_WHAT THE TASK ASKS_.
Quote the rows from the line containing "Spot kitchen counter." through the line containing "[78,147,96,167]", both included, and leave the pictures out.
[start]
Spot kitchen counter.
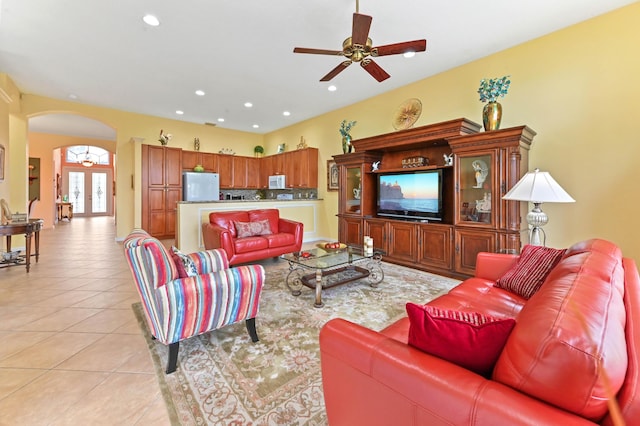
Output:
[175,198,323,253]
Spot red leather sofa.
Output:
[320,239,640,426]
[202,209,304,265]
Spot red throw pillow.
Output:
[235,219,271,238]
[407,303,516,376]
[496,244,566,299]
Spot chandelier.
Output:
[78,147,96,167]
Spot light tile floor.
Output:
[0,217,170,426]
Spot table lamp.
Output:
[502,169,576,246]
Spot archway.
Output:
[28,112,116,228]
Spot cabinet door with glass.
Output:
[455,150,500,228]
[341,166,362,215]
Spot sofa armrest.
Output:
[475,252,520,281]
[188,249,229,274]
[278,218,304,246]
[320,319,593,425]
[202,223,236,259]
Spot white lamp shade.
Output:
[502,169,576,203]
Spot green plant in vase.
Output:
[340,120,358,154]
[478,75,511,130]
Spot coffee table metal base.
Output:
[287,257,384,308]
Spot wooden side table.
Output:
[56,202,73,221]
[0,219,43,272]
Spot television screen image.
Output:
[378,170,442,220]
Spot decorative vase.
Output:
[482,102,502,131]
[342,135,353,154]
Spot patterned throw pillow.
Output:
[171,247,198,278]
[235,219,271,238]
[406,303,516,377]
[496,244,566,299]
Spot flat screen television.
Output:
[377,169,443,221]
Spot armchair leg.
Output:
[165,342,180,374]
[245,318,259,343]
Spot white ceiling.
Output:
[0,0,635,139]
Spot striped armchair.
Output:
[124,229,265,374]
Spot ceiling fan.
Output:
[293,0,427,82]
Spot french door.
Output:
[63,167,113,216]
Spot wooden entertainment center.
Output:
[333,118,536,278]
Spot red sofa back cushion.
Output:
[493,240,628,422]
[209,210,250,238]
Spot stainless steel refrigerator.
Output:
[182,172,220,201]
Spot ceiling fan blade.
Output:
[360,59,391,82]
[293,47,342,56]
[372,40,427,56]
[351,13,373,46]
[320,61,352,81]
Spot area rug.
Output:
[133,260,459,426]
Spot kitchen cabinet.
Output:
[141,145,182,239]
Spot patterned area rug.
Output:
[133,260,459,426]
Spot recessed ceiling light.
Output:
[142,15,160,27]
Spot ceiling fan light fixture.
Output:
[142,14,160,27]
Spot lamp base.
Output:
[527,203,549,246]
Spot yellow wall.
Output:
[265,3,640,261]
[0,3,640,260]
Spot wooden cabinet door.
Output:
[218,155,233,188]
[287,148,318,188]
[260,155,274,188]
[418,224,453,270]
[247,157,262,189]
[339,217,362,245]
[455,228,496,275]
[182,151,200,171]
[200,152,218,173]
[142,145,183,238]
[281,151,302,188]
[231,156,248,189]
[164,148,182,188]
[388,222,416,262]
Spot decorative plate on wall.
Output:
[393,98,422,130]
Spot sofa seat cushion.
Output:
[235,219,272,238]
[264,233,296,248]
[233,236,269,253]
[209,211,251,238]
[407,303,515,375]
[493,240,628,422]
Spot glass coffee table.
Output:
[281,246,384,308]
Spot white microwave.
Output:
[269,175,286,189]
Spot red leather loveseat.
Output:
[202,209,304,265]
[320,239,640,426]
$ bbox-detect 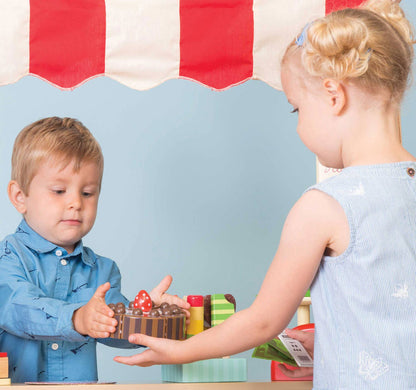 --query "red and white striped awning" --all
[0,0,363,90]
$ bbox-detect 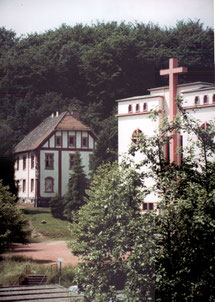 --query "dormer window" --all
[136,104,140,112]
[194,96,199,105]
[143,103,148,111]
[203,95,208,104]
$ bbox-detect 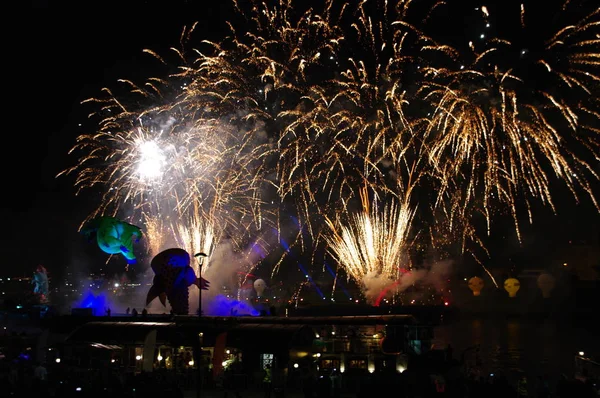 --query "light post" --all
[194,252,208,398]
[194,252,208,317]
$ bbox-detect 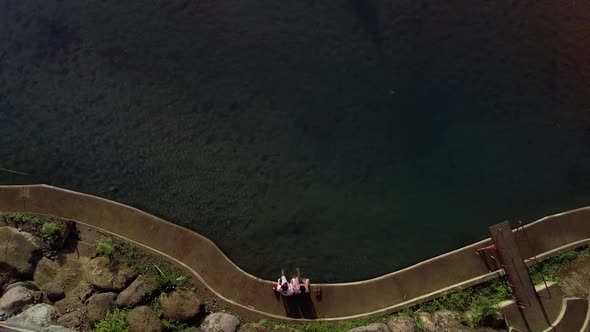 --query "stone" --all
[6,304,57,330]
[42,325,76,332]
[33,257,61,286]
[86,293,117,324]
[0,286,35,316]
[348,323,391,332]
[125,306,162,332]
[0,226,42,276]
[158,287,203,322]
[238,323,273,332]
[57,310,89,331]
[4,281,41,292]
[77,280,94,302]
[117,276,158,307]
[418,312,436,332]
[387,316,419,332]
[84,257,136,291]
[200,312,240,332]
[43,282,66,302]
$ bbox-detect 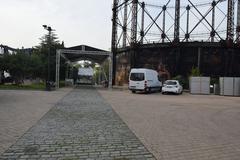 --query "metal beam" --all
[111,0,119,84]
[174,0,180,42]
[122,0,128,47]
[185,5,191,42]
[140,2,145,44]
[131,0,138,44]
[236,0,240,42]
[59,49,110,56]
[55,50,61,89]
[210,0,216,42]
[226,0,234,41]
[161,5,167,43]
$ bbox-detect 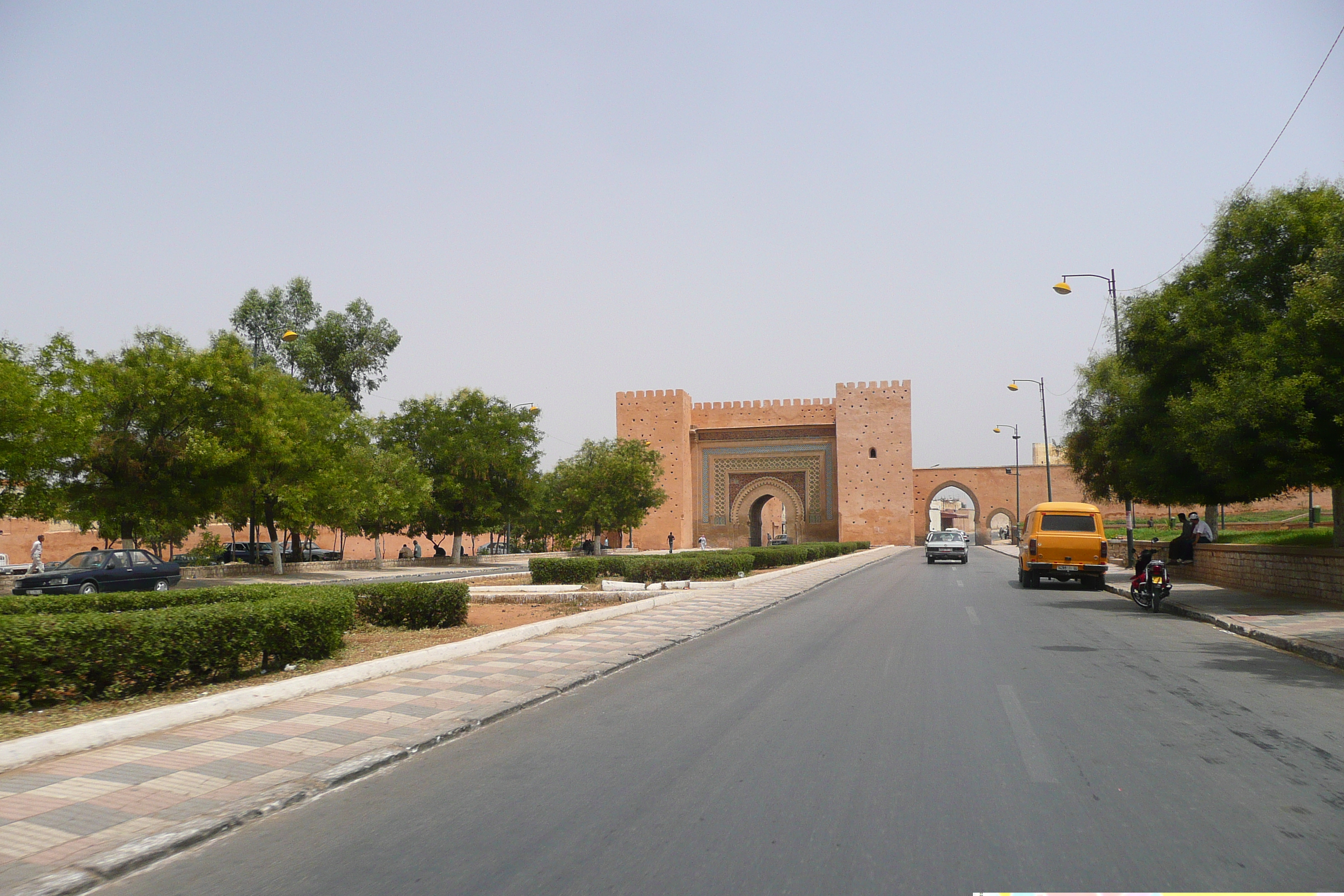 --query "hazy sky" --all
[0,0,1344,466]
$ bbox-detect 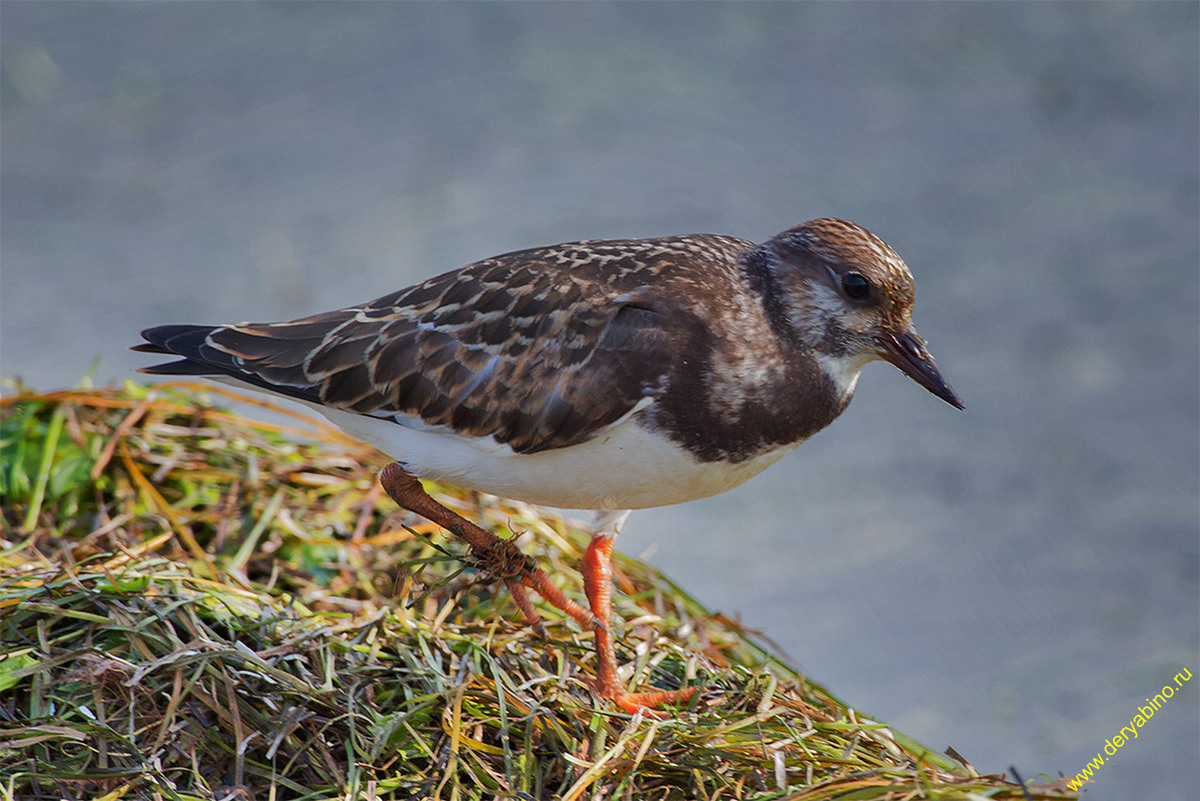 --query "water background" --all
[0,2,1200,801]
[end]
[start]
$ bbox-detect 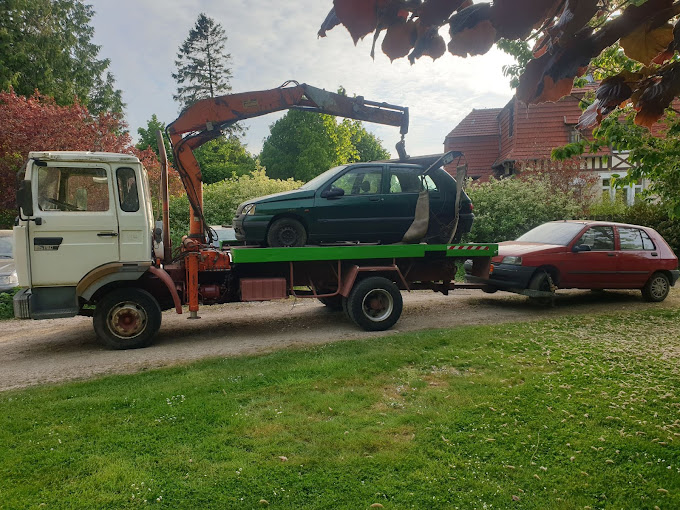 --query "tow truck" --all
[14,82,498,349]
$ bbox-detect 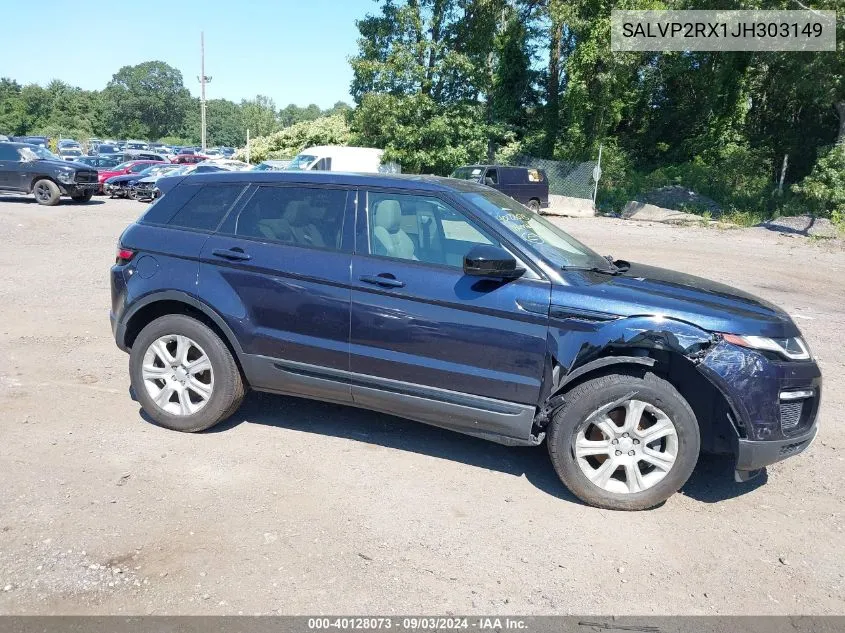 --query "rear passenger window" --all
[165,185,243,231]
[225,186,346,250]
[end]
[start]
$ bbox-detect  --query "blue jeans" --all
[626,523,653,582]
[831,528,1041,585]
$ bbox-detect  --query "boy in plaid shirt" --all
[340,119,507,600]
[end]
_FINAL RESULT_.
Spot kitchen counter.
Output:
[175,198,323,253]
Spot red leather sofa.
Output:
[320,239,640,426]
[202,209,304,265]
Spot red throw pillow.
Output:
[235,219,271,238]
[407,303,516,376]
[496,244,566,299]
Spot chandelier.
Output:
[78,147,96,167]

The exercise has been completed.